• [Passage given]:
At times, Geno Atkins was 'just a guy out there'

CINCINNATI -- Defensive tackle Geno Atkins' salary commanded 7.15 percent of the Cincinnati Bengals' cap this season.

That was the second-highest cap percentage on the team behind quarterback Andy Dalton. His recent six-year contract extension, worth up to $115 million, made him command 7.2 percent of the team's 2014 cap, according to ESPN Stats & Information.

Clearly, Atkins wasn't being paid this season to be an ordinary, middle-of-the-roster player.

Yet that's exactly the type of player he appeared to be at times this season in defensive coordinator Paul Guenther's eyes.

"This year, he was just three-technique No. 20, in my mind," Guenther said. "He was just a guy out there."

One year removed from the extension that will earn him $55 million by 2018, Atkins hasn't played like the pass-rusher that earned the massive contract. Neither has fellow well-paid lineman Carlos Dunlap, for that matter. The two combined for 11.5 sacks in 17 games this season, including Sunday's 26-10 playoff loss at Indianapolis. In 2012, the season that practically earned both their respective massive contract extensions, they combined for 18 sacks in 17 games.

• [Instructions for the task]: Continue the article on Geno Atkins' season from where it stops.

• [Extracted entries]:
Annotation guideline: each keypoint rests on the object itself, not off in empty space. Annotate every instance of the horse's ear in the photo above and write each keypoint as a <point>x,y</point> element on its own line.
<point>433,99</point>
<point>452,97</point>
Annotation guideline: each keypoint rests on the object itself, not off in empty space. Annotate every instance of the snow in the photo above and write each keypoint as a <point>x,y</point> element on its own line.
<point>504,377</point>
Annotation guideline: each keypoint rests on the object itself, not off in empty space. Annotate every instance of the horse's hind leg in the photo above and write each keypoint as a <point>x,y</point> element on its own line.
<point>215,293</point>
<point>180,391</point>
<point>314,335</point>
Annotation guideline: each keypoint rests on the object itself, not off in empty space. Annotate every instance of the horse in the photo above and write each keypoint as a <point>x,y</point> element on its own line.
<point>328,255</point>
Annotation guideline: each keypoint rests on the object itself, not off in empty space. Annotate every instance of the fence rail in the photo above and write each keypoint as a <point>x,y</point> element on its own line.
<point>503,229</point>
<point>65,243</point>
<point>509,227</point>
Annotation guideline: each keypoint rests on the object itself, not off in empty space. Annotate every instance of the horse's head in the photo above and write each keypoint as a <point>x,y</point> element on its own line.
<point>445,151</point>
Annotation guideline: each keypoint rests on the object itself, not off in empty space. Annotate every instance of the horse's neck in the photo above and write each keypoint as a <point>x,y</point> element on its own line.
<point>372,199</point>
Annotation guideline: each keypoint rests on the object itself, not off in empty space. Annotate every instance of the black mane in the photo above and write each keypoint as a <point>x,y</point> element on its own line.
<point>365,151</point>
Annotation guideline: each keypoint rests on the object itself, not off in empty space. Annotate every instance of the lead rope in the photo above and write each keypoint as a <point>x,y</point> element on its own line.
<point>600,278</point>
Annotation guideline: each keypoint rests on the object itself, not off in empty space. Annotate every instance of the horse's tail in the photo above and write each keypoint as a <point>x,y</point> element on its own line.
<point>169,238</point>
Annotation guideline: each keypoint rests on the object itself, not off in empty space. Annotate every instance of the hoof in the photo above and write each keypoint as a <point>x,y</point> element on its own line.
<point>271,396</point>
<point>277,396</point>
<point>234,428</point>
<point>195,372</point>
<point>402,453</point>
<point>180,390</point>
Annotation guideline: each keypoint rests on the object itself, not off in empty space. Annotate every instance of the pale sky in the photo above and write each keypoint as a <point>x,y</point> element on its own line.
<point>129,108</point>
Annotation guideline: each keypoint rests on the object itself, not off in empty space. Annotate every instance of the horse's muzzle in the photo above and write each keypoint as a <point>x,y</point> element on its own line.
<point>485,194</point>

• [Result of the task]:
"I always tell them our best players have to play good in these big games," Guenther said. "All the time. It can't be sometimes. It's got to be all the time. If our best players don't play good then there is a big chance we are not going to play good."

Against the Colts on Sunday, Atkins had three tackles and a half sack. His lone partial takedown of Andrew Luck came when Bengals defensive end Margus Hunt pushed past his blocker and forced the quarterback into his hands and, consequently, Atkins'.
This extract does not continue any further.